_Extracted entries:_

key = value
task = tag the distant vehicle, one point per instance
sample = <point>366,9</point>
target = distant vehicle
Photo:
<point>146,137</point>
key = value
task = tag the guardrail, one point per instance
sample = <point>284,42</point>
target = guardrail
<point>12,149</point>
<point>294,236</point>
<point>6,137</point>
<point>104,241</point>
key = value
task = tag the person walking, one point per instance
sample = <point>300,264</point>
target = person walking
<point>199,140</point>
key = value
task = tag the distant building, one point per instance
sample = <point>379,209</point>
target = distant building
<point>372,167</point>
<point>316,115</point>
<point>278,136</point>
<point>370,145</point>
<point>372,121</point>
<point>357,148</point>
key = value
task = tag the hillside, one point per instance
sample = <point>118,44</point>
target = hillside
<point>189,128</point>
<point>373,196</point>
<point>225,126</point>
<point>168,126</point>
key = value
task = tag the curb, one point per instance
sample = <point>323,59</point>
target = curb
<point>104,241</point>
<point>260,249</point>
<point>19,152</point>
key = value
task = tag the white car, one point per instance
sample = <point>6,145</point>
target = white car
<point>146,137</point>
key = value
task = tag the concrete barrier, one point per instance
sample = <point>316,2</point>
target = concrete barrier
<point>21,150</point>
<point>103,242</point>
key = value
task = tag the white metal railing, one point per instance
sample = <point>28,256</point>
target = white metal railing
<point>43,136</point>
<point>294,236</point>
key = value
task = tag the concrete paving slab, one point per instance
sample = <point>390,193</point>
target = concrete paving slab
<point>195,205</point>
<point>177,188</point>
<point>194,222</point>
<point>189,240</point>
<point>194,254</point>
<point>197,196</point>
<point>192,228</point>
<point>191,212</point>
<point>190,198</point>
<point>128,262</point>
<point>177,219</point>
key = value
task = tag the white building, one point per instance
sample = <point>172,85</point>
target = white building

_What you have to do:_
Copy every line above without altering a word.

_Output for this exercise:_
key = value
task = tag the distant vehicle, one point per instance
sample = <point>366,9</point>
target = distant vehicle
Photo:
<point>146,137</point>
key = value
task = tag the guardrail, one point per instance
sample = <point>284,42</point>
target = guardrail
<point>12,149</point>
<point>294,236</point>
<point>6,137</point>
<point>104,241</point>
key = value
task = tag the person walking, one point per instance
sample = <point>300,264</point>
target = person walking
<point>199,140</point>
key = value
task = tag the distant building, one point per instance
sample = <point>379,209</point>
target = distant building
<point>372,167</point>
<point>316,115</point>
<point>278,136</point>
<point>370,145</point>
<point>372,121</point>
<point>357,148</point>
key = value
task = tag the hillside, one point per instance
sample = <point>118,44</point>
target = hillside
<point>189,128</point>
<point>373,196</point>
<point>225,126</point>
<point>168,126</point>
key = value
task = tag the curb, one point per instance
sample = <point>323,59</point>
target = curb
<point>104,241</point>
<point>260,249</point>
<point>19,152</point>
key = value
task = tag the white car, one point per instance
sample = <point>6,145</point>
target = white car
<point>146,137</point>
key = value
task = tag the concrete barrier, one point per instance
sample = <point>316,2</point>
target = concrete barrier
<point>21,150</point>
<point>103,242</point>
key = value
task = tag the white metal railing, one point per instance
sample = <point>28,256</point>
target = white metal railing
<point>43,136</point>
<point>294,236</point>
key = value
task = tag the concrete paving slab, one point per instance
sample = <point>390,193</point>
target = concrete paving slab
<point>195,205</point>
<point>177,188</point>
<point>194,222</point>
<point>189,240</point>
<point>194,254</point>
<point>197,196</point>
<point>192,228</point>
<point>191,212</point>
<point>190,198</point>
<point>128,262</point>
<point>177,219</point>
key = value
task = tag the white building, one point per instance
sample = <point>172,85</point>
target = white building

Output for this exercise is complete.